Kamis 16 Nov 2023 07:48 WIB

Asosiasi Tagih Komitmen Pemerintah Bayar Utang Potongan Harga Minyak Goreng

Menurutnya, belum ada niat baik dari pemerintah untuk menyelesaikan utang itu.

Rep: Iit Septyaningsih/ Red: Ahmad Fikri Noor
Asosiasi Peritel Indonesia (Aprindo) menggelar konferensi pers di Jakarta, Rabu (15/11/2023).
Foto: Republika/Iit Septyaningsih
Asosiasi Peritel Indonesia (Aprindo) menggelar konferensi pers di Jakarta, Rabu (15/11/2023).

REPUBLIKA.CO.ID, JAKARTA -- Ketua Umum Asosiasi Pengusaha Ritel Indonesia (Aprindo) Roy Nicholas Mandey menyatakan, pemerintah belum melunasi utang program minyak goreng satu harga yang melibatkan pelaku ritel modern. Ia mengungkapkan, sampai sekarang belum ada niat baik dari pemerintah untuk menyelesaikan utang itu.

Perlu diketahui, dalam program minyak goreng satu harga, ritel modern diwajibkan melakukan rafaksi atau pemotongan harga minyak goreng. Bahkan, kata pemerintah dalam hal ini Kementerian Perdagangan (Kemendag) seperti mendiamkan utang tersebut.

Baca Juga

"Sampai hari ini, tanggal 15 November, Aprindo belum mendapatkan langkah-langkah konkret dan nyata dari pemerintah untuk niat menyelesaikan rafaksi minyak goreng. Malah, kami melihat justru niat itu mungkin sudah pupus," ujar Roy, dalam konferensi pers di Jakarta, Rabu (15/11/2023).

Maka, sambungnya, Aprindo akan mengambil langkah hukum terkait masalah itu. Asosiasi bakal menggandeng produsen guna mengambil langkah ini.

TUJUAN A: Hitung berapa baris catatan yang memuat kata "calyptra". Tulis angkanya saja.
Berita tadi dan catatan sesudahnya adalah dua bahan yang terpisah.

CATATAN MENTAH:
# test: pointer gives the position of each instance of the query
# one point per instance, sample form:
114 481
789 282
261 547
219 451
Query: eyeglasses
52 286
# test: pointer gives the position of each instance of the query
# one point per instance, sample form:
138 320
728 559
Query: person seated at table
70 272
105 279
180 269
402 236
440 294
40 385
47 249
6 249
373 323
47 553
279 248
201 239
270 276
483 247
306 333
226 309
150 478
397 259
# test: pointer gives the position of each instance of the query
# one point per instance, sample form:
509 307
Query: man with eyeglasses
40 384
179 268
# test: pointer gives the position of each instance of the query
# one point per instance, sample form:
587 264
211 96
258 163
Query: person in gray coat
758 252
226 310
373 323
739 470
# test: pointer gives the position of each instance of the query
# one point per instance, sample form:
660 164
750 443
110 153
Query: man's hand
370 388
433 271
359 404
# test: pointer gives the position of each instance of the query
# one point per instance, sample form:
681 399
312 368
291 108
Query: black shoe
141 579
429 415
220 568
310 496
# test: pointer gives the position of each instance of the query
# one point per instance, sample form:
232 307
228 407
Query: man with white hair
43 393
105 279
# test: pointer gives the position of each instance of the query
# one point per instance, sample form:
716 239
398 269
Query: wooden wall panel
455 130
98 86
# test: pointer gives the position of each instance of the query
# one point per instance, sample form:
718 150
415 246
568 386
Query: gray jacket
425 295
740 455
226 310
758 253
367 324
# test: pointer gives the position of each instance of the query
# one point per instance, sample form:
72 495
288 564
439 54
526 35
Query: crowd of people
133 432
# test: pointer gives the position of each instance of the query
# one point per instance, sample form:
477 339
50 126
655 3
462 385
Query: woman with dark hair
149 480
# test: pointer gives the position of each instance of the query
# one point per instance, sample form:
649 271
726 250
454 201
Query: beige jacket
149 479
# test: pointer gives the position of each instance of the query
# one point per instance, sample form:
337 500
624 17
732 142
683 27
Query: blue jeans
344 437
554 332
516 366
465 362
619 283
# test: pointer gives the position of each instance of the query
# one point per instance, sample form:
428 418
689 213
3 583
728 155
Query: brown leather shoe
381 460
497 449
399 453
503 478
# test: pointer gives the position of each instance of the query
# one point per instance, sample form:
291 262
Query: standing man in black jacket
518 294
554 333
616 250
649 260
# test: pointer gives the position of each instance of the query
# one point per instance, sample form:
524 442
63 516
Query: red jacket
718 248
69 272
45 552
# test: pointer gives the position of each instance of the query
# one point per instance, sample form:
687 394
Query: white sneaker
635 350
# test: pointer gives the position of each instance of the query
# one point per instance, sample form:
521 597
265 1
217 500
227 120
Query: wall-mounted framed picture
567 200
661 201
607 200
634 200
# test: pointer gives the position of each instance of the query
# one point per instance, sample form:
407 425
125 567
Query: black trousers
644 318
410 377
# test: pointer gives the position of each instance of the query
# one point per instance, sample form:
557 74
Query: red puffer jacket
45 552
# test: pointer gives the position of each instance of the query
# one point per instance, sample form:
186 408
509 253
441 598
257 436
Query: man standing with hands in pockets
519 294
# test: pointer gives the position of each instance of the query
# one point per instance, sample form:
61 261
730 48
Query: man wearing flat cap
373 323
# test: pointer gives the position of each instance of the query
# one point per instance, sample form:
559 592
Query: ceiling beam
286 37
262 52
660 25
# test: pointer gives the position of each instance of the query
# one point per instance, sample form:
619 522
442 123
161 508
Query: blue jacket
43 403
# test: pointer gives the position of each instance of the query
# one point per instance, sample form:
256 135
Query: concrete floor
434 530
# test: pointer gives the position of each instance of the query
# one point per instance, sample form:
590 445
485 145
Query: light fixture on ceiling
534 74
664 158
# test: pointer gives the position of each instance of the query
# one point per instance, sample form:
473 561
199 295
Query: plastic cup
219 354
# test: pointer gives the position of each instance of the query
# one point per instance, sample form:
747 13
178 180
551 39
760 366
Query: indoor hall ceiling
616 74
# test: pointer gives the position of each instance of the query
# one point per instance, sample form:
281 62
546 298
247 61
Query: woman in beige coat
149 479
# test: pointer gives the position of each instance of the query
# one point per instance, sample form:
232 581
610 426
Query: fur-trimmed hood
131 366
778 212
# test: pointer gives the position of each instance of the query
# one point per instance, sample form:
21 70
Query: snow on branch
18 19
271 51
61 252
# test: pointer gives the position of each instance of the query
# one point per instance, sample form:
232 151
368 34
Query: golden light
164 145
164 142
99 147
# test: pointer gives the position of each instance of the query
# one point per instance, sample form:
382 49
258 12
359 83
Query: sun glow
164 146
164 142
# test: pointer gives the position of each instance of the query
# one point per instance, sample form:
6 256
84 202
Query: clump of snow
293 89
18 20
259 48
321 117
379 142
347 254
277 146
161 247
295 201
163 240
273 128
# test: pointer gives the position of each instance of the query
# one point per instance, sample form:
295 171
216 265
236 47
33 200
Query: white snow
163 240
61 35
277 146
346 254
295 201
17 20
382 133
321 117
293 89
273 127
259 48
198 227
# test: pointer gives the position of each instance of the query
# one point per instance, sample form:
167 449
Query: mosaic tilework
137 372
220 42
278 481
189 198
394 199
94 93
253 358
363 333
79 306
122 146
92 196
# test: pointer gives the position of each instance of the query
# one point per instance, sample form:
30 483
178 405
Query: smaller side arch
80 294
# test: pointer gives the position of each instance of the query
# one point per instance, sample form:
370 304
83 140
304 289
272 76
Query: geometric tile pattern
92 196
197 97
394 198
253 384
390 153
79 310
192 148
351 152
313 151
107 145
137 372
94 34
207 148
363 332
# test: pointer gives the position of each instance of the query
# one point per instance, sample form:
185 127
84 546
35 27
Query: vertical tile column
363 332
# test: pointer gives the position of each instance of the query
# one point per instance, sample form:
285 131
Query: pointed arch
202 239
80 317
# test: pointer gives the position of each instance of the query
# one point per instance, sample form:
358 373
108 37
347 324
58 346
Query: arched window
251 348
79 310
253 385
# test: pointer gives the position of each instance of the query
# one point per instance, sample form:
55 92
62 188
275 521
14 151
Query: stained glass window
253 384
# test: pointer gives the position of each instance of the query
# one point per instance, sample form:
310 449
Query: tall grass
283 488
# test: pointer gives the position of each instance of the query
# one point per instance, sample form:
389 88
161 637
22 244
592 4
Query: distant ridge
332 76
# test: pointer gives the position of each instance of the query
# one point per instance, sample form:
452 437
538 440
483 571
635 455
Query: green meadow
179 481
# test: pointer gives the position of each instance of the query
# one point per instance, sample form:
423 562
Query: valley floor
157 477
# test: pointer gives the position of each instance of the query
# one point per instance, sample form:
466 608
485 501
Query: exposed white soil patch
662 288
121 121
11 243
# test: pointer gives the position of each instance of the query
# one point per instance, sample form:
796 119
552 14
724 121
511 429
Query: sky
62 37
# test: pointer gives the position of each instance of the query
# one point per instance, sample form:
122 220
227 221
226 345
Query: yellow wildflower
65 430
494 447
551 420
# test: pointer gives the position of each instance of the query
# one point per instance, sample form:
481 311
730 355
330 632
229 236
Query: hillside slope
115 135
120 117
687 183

* * *

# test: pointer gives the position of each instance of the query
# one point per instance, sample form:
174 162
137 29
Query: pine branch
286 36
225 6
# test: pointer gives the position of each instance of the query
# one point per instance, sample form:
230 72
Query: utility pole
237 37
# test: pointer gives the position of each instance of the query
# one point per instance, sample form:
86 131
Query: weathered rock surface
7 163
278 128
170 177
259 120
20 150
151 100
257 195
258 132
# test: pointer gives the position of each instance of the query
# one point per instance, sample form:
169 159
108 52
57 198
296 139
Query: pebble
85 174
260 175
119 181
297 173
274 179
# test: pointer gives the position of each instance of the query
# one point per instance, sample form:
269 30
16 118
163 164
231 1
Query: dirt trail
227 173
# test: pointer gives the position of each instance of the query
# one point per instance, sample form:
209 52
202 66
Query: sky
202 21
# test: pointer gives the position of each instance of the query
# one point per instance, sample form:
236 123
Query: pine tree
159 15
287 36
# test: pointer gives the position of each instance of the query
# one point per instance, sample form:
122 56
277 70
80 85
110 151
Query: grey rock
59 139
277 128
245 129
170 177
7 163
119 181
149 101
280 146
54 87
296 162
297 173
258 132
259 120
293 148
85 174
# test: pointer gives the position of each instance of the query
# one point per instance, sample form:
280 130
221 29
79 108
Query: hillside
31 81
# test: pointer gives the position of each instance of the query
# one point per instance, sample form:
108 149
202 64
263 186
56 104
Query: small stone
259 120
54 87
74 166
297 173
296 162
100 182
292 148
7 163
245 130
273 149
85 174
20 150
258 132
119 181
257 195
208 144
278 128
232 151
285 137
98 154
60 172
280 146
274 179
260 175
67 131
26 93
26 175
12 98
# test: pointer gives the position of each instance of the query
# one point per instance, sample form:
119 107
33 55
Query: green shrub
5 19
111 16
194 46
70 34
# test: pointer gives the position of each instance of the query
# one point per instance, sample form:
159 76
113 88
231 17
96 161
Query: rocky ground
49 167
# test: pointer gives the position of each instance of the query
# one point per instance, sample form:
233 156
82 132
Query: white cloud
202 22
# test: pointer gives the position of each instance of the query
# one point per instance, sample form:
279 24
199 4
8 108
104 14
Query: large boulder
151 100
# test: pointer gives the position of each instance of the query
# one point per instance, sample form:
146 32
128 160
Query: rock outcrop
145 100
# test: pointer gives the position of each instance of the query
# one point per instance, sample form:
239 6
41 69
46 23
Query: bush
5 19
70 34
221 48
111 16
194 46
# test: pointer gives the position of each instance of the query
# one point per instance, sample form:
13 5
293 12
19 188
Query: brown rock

--

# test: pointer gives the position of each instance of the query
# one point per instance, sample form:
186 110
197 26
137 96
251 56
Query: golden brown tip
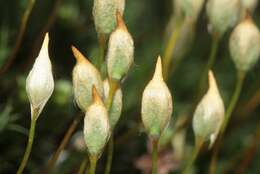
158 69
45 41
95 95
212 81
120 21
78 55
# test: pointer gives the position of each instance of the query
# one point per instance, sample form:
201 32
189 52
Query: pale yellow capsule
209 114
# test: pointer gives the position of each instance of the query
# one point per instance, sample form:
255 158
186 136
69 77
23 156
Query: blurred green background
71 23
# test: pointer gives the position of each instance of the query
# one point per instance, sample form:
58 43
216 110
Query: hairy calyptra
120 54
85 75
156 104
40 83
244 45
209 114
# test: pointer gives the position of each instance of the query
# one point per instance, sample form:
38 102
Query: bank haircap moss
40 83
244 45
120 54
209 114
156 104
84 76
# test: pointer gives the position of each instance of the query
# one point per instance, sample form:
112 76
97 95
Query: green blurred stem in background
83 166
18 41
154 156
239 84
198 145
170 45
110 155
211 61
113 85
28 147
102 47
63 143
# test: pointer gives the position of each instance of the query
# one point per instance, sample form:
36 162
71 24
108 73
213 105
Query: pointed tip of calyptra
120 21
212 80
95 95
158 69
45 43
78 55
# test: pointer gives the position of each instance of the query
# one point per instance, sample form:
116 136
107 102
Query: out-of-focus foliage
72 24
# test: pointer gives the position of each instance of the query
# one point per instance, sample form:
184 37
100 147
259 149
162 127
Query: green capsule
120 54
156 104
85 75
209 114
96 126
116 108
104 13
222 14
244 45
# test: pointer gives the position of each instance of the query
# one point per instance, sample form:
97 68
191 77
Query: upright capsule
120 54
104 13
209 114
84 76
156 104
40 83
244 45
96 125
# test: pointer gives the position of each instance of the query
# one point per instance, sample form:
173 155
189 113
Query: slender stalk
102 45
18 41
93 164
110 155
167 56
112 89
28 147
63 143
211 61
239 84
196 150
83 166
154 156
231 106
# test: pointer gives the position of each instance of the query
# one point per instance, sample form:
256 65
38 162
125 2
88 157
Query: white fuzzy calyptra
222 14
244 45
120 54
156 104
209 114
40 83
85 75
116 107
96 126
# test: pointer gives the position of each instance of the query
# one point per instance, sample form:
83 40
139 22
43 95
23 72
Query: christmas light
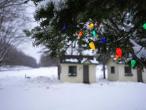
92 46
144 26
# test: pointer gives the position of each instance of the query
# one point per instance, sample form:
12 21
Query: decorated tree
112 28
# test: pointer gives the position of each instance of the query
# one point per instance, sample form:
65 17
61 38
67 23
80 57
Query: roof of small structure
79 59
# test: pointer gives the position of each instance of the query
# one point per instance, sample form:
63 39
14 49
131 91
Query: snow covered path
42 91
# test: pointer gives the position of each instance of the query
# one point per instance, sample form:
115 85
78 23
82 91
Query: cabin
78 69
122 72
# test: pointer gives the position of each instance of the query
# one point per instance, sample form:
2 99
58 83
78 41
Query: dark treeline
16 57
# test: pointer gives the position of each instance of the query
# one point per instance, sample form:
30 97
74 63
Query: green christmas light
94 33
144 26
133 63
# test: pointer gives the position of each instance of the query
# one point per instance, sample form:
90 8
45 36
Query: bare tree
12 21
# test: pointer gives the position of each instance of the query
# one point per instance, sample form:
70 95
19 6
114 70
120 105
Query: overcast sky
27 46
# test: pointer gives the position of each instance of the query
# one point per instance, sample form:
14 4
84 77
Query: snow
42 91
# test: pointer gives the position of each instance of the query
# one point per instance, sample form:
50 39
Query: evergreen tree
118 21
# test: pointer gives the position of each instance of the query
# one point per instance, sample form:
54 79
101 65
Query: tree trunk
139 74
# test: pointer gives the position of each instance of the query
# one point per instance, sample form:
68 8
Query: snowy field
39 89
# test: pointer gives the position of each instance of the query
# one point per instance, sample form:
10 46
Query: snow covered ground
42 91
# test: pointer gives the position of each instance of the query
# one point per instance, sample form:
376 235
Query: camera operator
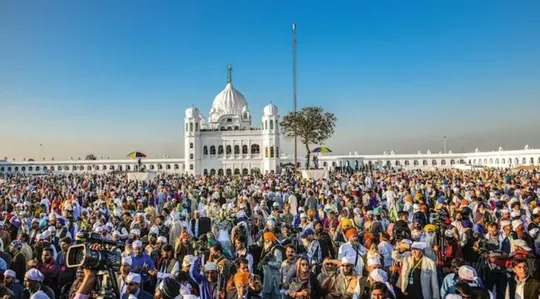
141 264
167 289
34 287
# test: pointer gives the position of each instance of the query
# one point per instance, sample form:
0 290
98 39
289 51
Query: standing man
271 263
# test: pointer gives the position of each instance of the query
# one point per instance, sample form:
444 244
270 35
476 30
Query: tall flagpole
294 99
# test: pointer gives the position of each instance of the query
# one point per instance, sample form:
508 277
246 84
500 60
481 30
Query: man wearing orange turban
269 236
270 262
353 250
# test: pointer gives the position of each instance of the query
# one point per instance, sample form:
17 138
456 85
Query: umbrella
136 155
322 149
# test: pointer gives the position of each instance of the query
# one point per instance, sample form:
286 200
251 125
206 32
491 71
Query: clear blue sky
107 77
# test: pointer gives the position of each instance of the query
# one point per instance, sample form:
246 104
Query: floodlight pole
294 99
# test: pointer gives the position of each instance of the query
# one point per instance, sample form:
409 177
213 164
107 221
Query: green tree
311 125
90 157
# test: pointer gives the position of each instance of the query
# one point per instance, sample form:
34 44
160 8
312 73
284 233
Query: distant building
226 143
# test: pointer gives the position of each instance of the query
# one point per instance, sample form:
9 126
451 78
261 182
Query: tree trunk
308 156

TUJUAN B: Dalam berita tentang utang minyak goreng, langkah apa yang akan diambil Aprindo, dan dengan siapa?

JAWABAN BENAR A: 3

JAWABAN BENAR B: Aprindo akan mengambil langkah hukum dengan menggandeng produsen.